- Task goal: Please print the entries below exactly, from the line with "Target: shoelace" through the line with "Target: dog's hind leg", including both of those lines and leaving out all others.

- Provided data:

++++++++++++++++++++

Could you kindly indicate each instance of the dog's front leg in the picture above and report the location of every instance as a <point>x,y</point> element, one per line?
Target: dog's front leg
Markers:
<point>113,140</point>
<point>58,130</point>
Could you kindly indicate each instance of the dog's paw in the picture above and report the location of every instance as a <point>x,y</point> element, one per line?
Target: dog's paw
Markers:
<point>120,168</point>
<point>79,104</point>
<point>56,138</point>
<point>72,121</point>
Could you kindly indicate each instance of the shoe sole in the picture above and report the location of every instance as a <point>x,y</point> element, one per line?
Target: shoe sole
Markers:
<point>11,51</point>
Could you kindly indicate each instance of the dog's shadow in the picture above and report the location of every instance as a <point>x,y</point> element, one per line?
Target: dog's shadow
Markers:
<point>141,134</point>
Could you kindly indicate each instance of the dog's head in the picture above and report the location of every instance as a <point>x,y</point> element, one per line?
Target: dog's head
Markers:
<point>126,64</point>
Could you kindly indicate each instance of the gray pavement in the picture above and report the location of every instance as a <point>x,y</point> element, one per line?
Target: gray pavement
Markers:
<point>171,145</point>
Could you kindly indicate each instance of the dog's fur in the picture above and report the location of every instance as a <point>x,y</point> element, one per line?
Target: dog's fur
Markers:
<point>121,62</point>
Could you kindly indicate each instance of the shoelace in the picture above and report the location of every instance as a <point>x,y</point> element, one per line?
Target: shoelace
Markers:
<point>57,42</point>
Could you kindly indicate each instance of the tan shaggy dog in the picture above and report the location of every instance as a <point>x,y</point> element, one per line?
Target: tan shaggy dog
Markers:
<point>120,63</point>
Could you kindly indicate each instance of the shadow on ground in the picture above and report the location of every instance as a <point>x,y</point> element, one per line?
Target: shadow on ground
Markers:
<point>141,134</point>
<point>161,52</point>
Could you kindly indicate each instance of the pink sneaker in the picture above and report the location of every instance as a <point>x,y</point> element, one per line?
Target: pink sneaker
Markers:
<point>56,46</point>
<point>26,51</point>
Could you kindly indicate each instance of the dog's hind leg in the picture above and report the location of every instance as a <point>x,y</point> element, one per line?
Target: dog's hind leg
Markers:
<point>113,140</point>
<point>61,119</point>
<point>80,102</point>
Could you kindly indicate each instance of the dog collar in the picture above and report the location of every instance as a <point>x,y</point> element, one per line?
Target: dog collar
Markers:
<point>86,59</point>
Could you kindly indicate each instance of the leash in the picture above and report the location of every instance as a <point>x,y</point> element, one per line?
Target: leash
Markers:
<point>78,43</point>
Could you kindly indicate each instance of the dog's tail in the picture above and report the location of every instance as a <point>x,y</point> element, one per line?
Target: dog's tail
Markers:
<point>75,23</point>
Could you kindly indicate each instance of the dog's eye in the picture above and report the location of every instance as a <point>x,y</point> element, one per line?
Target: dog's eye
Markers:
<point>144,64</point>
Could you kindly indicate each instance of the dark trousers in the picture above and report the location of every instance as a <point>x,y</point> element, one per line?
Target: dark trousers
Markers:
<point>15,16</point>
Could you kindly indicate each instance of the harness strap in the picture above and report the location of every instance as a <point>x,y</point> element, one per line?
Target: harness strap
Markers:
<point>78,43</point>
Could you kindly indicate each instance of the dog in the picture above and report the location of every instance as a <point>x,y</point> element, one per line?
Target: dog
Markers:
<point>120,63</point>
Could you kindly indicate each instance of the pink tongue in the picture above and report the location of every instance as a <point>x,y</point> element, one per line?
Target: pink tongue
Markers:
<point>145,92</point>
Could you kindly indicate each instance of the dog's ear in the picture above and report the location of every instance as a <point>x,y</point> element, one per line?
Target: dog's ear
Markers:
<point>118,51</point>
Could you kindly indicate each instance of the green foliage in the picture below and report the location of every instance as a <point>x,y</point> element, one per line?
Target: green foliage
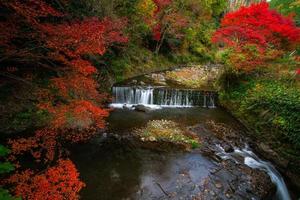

++++++++++++++++++++

- The completed task:
Target: shoelace
Markers:
<point>57,42</point>
Could you kindly indicate each instance of the tan shaggy dog in the picture above and report the location of every instance as a <point>x,y</point> element, one per line?
Target: tan shaggy dog
Markers:
<point>120,63</point>
Could you kindly indicate each instance of the shadow on ground in the picture above and report the location of every instance as a <point>x,y</point> element, one per line?
Target: shadow on ground
Markers:
<point>141,134</point>
<point>161,52</point>
Could you kindly indicate each instance of the pink sneaker in the picture above and report the location of every instance as a <point>x,y</point> element, one per line?
Target: pink sneaker
Markers:
<point>56,46</point>
<point>26,51</point>
Could you kindly indicate each instance of the dog's hind leg in the picture above and report the location of every instance as a <point>x,y</point> element, one per line?
Target: dog's hind leg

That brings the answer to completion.